# Things to do:
A. Translate this sentence from the profile of Julia Viellehner into Spanish: "Julia Viellehner (6 September 1985 – 22 May 2017) was a German long-distance duathlete and triathlete who competed in long-distance world duathlon and triathlon championships."
B. According to the profile of Julia Viellehner, which club did she belong to?
C. Change the profile of Julia Viellehner from "Personal information" to "kg (115 lb)" by replacing "Benediktbeuern" with "Bad Tölz", and write out that passage.
=== Text for analysis ===
Julia Viellehner

Personal information
- Born: 6 September 1985 Benediktbeuern, Germany
- Died: 22 May 2017 (aged 31) Maurizio Bufalini Hospital, Cesena, Italy
- Height: 1.64 m (5 ft 5 in)
- Weight: 52 kg (115 lb)

Sport
- Country: Germany
- Event(s): Duathlon Triathlon
- Club: TSV Altenmarkt
- Partner: Tom Stecher (2016 - her death)

Medal record
Duathlon
Representing Germany
World Duathlon Championships
| Silver medal – second place | 2015 Zofingen | Women's elite |

= Julia Viellehner =

German athletics competitor

Julia Viellehner (6 September 1985 – 22 May 2017) was a German long-distance duathlete and triathlete who competed in long-distance world duathlon and triathlon championships.
=== Information given ===
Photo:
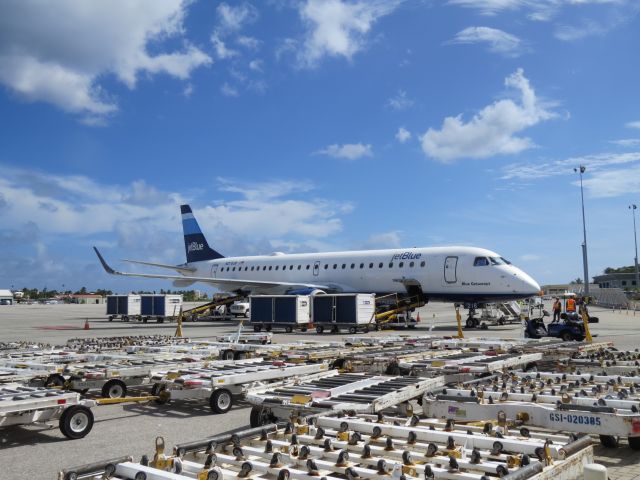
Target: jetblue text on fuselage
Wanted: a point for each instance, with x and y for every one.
(194, 246)
(406, 256)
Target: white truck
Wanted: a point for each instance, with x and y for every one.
(240, 308)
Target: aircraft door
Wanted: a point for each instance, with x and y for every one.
(450, 268)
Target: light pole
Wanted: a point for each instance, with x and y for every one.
(584, 231)
(633, 208)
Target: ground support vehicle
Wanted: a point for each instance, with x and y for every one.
(353, 447)
(354, 312)
(219, 384)
(160, 307)
(20, 405)
(332, 391)
(608, 406)
(124, 306)
(287, 312)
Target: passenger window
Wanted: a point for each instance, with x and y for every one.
(480, 262)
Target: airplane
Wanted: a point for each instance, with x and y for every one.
(450, 274)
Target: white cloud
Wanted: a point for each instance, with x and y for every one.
(572, 33)
(250, 43)
(338, 28)
(229, 90)
(383, 240)
(594, 163)
(233, 18)
(493, 130)
(350, 151)
(57, 53)
(403, 135)
(400, 101)
(627, 142)
(499, 41)
(222, 51)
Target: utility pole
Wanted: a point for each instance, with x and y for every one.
(633, 208)
(584, 231)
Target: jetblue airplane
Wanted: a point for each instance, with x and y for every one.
(457, 274)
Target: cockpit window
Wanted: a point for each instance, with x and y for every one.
(480, 262)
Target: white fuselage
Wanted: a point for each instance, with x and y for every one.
(441, 273)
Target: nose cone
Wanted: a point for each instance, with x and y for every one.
(529, 286)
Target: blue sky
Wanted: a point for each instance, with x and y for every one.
(308, 125)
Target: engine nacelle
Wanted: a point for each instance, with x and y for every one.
(305, 291)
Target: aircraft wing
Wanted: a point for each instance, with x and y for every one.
(177, 268)
(232, 284)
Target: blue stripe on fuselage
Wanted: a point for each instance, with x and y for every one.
(190, 226)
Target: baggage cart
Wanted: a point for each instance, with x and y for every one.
(124, 306)
(288, 312)
(354, 312)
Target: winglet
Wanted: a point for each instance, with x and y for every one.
(105, 265)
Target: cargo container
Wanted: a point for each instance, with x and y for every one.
(348, 311)
(162, 307)
(289, 312)
(123, 306)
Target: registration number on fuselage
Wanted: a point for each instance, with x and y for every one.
(575, 419)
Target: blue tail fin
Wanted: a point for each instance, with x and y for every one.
(195, 245)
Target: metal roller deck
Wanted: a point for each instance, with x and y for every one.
(352, 448)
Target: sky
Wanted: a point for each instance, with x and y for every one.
(315, 125)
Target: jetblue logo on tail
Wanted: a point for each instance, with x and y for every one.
(194, 247)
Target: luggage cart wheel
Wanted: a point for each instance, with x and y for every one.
(609, 441)
(221, 401)
(114, 389)
(76, 422)
(634, 443)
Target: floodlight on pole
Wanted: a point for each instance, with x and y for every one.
(633, 209)
(585, 263)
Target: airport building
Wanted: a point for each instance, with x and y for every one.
(625, 281)
(86, 298)
(6, 297)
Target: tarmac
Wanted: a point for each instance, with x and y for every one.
(130, 429)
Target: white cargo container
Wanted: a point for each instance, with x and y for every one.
(124, 306)
(346, 311)
(162, 307)
(280, 311)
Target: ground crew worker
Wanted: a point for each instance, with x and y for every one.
(571, 305)
(557, 308)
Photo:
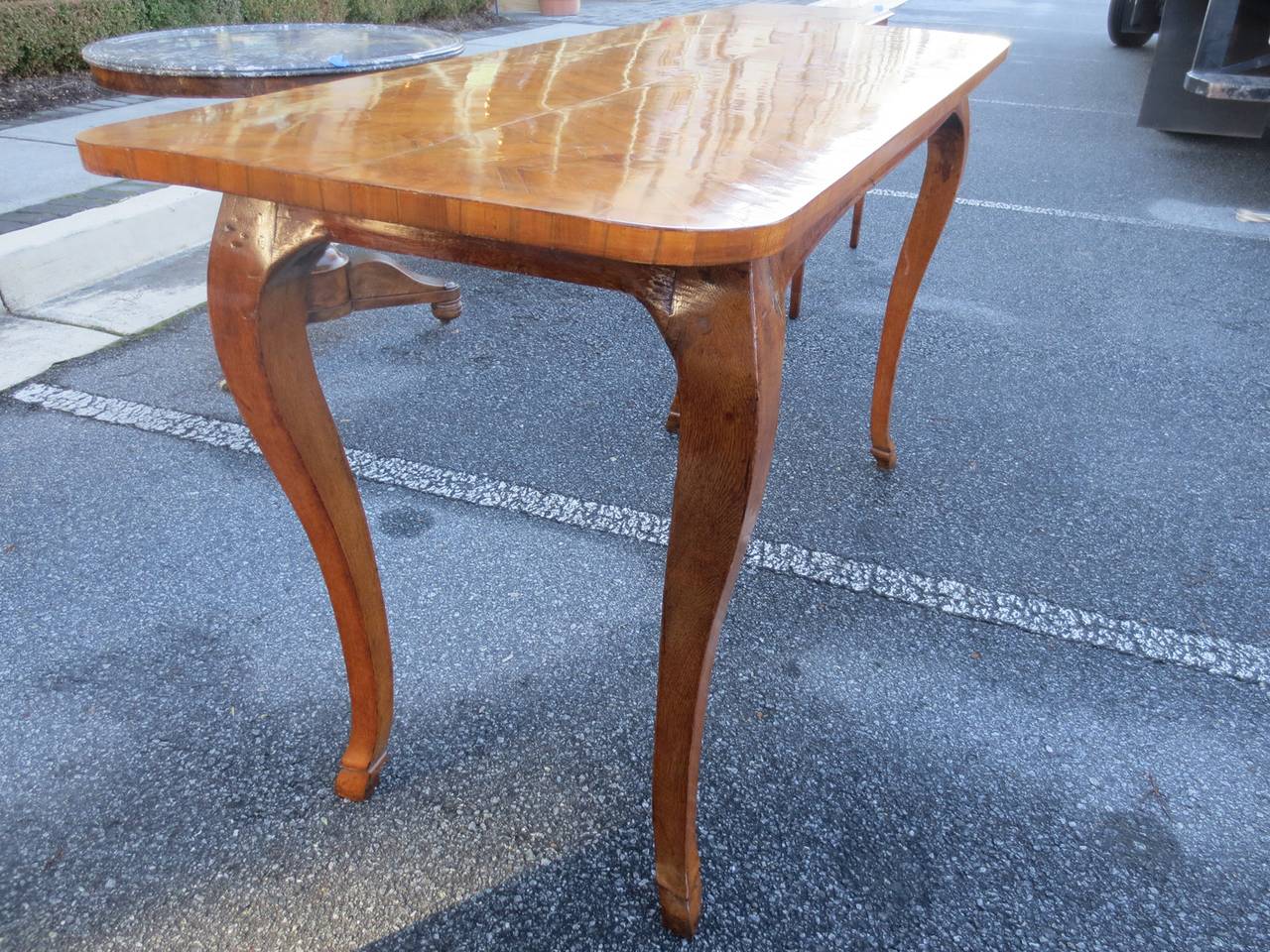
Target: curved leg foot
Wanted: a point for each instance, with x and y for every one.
(797, 294)
(258, 303)
(945, 155)
(726, 331)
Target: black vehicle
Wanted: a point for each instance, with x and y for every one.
(1133, 22)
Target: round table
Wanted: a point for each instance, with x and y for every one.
(246, 60)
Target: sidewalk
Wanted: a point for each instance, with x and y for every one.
(77, 312)
(1008, 696)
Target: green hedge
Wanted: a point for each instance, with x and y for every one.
(46, 36)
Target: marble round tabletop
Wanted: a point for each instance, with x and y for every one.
(268, 50)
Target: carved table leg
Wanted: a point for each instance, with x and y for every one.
(726, 331)
(258, 301)
(945, 155)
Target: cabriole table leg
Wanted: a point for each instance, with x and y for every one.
(258, 286)
(945, 157)
(726, 331)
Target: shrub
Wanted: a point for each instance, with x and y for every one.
(46, 36)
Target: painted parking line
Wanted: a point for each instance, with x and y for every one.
(1252, 234)
(1088, 109)
(1035, 616)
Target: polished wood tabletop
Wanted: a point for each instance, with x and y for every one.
(697, 140)
(693, 163)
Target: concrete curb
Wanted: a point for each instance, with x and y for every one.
(62, 257)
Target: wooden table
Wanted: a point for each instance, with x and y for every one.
(691, 163)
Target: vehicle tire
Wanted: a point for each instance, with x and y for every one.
(1115, 17)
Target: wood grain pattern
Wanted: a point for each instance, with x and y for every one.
(725, 329)
(697, 140)
(258, 281)
(691, 163)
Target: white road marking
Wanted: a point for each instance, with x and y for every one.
(1035, 616)
(1252, 234)
(1048, 105)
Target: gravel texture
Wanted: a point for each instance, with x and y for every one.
(1082, 416)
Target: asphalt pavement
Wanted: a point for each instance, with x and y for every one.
(1019, 701)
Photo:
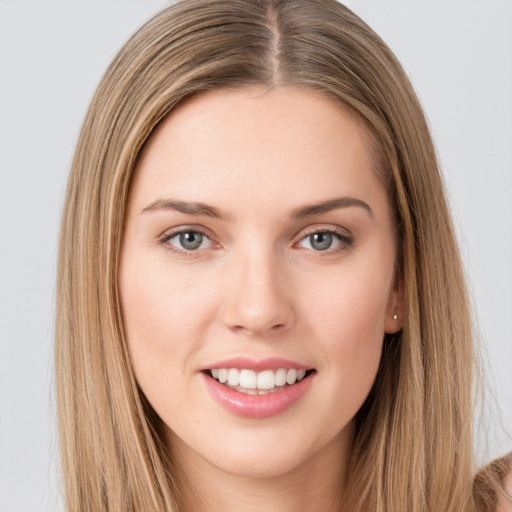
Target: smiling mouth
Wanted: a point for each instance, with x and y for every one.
(251, 382)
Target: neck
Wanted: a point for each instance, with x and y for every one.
(317, 485)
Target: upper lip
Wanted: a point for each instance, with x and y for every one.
(271, 363)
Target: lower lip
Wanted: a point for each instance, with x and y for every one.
(257, 406)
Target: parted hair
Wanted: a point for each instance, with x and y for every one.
(413, 446)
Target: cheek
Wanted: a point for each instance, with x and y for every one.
(164, 313)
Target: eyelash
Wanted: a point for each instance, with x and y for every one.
(345, 240)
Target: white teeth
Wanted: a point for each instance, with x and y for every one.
(253, 383)
(223, 375)
(233, 377)
(266, 380)
(281, 377)
(291, 377)
(248, 379)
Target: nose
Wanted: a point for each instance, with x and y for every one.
(258, 295)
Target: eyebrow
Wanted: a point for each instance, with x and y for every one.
(329, 205)
(203, 209)
(190, 208)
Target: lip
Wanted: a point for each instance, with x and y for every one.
(257, 406)
(272, 363)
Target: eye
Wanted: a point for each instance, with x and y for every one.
(188, 240)
(325, 241)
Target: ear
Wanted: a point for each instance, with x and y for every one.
(394, 320)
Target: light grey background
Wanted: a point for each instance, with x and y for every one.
(53, 53)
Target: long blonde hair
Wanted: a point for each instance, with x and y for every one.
(413, 448)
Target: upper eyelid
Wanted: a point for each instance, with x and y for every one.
(300, 235)
(337, 230)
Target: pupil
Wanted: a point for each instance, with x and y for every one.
(321, 241)
(191, 240)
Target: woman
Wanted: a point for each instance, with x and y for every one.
(260, 297)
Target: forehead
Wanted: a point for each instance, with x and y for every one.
(284, 145)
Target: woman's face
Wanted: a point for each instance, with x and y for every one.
(259, 248)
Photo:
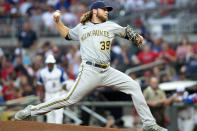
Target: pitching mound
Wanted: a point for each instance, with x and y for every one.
(38, 126)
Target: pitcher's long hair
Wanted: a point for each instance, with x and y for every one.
(86, 17)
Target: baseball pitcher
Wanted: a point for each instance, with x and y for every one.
(51, 81)
(95, 34)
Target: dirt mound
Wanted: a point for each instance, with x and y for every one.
(38, 126)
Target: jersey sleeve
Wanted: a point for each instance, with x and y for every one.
===
# Solutions in order:
A. Julia Viellehner (6 de septiembre de 1985 – 22 de mayo de 2017) fue una duatleta y triatleta alemana de larga distancia que compitió en campeonatos mundiales de duatlón y triatlón de larga distancia.

B. TSV Altenmarkt

C.
Personal information
- Born: 6 September 1985 Bad Tölz, Germany
- Died: 22 May 2017 (aged 31) Maurizio Bufalini Hospital, Cesena, Italy
- Height: 1.64 m (5 ft 5 in)
- Weight: 52 kg (115 lb)